EXCERPT:
[Start of Attachment]

SERVE team members ‘changed’ by Kentucky experience

By Rebecca A. Doyle

Daybreak at the southeastern Kentucky farm is accompanied by a clanging cowbell, rousing volunteers from their warm beds and to a hearty breakfast. A full day of physical labor awaits them, ranging from repairing fences and hauling manure to accompanying nurses on their visits to remote and impoverished homes.

Seventeen U-M students and one staff member chose this setting over the more traditional student migration to Florida during the term break this year. Ryan S. Solomon, an information officer with News and Information Services, joined students working at the Lend-A-Hand Center on Stinking Creek in Walker, Ky.

Solomon’s team was one of seven sent to regions around the country through the Alternative Spring Break Program of Project SERVE. Another group of eight, also working at the Kentucky farm, was sponsored by St. Mary Student Parish.

Project SERVE supplies cars, makes contact with the work site and sifts applications for the program. Each volunteer pays about $50 to cover food and lodging, and may spend another $50 on gas, snacks, souvenirs and entertainment during the week, Solomon speculates.

Why would students and staff—or anyone else—choose mud and manure over surf and sand? Solomon says that for him, it was a combination of things.

“I’ve been lucky,” he says. “I have had a whole lot of things given to me, opportunities to learn and do all kinds of things. It was time for me to give something back.”

Working in journalism, Solomon says, also influenced him. “When you are a journalist, you have to be an observer. You can’t ever be proactive, no matter how much you want to be involved in what’s happening, because your job is to deliver an objective view.

“I did this because it was time for me to become involved,” he says.

The Lend-A-Hand Center has an on-site medical clinic that operates on Thursdays and sends nurses to visit isolated and poverty-stricken areas where medical attention is needed thoughout the week. It also operates a strong 4-H summer program. The 600-acre farm operated by the Lend-A-Hand Center provides food for the five women who make up the permanent staff there—nurse Peggy Kemner and former teacher Irma Gall, who founded the organization in 1958; a full-time nurse; and two women who provide general support at the house and on the farm. Lend-A-Hand also transports children from as far away as 30 miles to the chapel for Sunday school, Solomon says.

Poor soil and rocky terrain keep food crops from being very profitable, but those and livestock raised on the farm help feed the staff and volunteers like the U-M students who come to work for a week or two.

Volunteers returned home muddy and tired instead of salt-sprayed and tanned, changed by what they experienced.

“We got together the other night just to talk about what we’d done,” Solomon says. “It was like being in a different world when we were there. You can’t help coming back changed.

“When you come back here, it is an environment that has had mankind’s order imposed on it. It’s almost surreal.”

A total of 63 students participated in the Alternative Spring Break Program through Project SERVE. In addition to the Kentucky project:

—Eleven students washed pelicans and cleaned bird cages in Jacksonville, Fla.

—Twelve students worked in high schools and the Detroit community on conflict resolution and violence in the schools for Save Our Sons And Daughters (SOSAD).

—Twelve students worked on construction and in soup kitchens, in homeless shelters and in the community center in Chicago for the Su Casa Catholic Worker House.

—Twelve students went to Dupree, S.D., to work in the Sioux YMCA with Lakota children on the reservation and to help rehabilitate housing.

—Eight students worked in New York City on the YMCA Youth Service Opportunity Project serving food in soup kitchens.

—Ten students joined the Friends Weekend Work Camp in Philadelphia, Pa., on a clean-up, fix-up program focusing on racism and poverty issues.

[End of Attachment]

Stored data entries:

[Start of Attachment]

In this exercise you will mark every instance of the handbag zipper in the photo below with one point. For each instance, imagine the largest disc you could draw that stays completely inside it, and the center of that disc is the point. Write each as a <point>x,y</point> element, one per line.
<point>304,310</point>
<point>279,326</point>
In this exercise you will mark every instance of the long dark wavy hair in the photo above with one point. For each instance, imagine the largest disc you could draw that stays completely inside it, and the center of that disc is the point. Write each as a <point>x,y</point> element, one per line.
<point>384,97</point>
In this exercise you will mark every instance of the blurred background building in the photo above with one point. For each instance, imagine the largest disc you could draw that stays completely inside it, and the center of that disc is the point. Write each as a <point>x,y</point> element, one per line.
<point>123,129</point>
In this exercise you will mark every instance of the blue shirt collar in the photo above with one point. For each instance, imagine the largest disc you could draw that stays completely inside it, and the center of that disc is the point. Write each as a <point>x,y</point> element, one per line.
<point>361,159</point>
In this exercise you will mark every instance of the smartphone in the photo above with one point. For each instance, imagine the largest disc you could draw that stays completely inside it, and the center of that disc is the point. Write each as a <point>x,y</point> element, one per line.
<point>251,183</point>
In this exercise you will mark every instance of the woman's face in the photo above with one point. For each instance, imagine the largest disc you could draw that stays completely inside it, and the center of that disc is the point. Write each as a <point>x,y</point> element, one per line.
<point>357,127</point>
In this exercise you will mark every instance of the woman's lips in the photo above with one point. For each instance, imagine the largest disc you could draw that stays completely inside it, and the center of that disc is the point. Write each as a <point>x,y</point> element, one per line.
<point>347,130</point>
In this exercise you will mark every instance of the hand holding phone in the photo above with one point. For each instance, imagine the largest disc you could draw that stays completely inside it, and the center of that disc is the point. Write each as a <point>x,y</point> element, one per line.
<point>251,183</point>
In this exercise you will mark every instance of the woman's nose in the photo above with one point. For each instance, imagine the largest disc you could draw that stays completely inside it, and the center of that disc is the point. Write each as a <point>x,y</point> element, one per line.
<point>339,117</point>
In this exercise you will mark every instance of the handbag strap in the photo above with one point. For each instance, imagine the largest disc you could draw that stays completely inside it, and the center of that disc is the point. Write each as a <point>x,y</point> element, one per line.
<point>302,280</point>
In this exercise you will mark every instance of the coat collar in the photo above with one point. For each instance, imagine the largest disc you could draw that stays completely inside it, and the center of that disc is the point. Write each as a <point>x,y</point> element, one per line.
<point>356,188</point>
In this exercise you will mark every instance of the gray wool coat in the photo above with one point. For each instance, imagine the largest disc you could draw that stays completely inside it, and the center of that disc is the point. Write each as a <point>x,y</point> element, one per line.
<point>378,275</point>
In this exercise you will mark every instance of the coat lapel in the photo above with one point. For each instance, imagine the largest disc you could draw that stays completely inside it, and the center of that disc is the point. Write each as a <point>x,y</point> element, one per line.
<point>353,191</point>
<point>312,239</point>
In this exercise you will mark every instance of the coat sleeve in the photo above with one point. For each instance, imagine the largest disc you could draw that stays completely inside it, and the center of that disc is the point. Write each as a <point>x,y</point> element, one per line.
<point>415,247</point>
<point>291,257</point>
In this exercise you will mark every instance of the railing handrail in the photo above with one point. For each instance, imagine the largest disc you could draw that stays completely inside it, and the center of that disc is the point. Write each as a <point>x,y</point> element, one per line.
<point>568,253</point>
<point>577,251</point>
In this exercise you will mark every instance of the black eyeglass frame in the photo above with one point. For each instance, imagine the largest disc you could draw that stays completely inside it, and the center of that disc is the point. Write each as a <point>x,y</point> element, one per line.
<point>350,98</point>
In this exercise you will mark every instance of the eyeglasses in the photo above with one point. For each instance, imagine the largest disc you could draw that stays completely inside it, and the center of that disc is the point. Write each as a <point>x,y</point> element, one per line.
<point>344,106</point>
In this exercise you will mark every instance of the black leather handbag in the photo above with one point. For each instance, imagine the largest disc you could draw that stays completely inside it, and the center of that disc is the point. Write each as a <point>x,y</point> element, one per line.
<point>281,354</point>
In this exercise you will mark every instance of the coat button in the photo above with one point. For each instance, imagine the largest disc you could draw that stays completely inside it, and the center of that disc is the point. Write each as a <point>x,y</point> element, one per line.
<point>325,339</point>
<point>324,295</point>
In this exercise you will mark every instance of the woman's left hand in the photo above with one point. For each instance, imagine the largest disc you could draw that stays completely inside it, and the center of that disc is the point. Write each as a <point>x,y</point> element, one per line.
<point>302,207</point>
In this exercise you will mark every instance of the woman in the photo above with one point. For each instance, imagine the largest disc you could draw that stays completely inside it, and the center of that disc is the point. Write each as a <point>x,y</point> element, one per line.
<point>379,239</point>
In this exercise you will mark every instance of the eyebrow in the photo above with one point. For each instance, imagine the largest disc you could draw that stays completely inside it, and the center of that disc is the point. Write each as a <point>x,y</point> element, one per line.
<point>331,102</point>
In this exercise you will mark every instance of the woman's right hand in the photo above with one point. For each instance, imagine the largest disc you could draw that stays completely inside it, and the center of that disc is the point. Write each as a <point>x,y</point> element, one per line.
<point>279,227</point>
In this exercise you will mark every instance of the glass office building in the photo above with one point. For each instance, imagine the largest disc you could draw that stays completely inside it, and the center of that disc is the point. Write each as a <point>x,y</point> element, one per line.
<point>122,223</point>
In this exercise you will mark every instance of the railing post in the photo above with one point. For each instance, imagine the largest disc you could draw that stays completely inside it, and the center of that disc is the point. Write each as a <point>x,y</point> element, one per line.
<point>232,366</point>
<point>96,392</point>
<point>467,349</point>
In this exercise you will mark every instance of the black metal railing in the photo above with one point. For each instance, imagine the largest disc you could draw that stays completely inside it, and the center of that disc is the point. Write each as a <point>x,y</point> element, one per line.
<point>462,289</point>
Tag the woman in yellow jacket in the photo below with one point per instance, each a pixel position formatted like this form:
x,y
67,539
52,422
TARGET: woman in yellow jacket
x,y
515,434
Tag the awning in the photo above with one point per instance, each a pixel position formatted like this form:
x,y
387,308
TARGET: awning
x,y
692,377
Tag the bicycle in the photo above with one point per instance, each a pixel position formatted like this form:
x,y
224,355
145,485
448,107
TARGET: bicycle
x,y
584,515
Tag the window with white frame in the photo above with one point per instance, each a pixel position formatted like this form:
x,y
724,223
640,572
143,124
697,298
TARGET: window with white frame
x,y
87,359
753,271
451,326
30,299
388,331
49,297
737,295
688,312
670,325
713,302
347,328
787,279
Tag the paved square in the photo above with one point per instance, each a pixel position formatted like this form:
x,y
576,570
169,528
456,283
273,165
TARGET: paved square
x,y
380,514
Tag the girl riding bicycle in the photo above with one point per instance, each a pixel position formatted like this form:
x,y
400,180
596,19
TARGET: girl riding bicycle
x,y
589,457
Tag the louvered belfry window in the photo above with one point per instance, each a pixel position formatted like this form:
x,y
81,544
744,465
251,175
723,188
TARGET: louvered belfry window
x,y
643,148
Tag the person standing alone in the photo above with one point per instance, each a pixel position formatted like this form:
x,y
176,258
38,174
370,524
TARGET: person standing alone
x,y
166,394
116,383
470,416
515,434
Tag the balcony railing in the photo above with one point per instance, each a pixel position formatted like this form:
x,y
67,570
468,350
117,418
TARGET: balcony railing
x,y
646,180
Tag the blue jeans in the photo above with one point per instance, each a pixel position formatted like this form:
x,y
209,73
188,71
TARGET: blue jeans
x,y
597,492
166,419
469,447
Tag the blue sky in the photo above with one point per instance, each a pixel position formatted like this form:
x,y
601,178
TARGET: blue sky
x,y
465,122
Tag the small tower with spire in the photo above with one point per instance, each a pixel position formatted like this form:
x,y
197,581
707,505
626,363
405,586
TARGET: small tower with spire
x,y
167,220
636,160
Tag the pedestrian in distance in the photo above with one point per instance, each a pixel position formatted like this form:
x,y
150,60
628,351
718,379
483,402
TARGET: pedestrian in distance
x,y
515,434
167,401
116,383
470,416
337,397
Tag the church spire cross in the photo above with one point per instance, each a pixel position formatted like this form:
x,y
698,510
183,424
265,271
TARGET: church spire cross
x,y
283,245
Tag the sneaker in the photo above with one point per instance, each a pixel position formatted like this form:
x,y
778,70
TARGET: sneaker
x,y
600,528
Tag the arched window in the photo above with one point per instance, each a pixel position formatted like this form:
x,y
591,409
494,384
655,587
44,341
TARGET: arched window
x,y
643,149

[End of Attachment]

DIRECTIONS:
Say whether each statement agrees with the article on the SERVE team in Kentucky, answering yes or no and quoting the words of the article that decide it. 1. The Lend-A-Hand Center was founded in 1958. 2. The on-site medical clinic operates on Mondays. 3. Each volunteer pays about $50 to cover food and lodging. The records play no part here.

EXPECTED ANSWER:
1. Yes: "who founded the organization in 1958"
2. No: "an on-site medical clinic that operates on Thursdays"
3. Yes: "Each volunteer pays about $50 to cover food and lodging"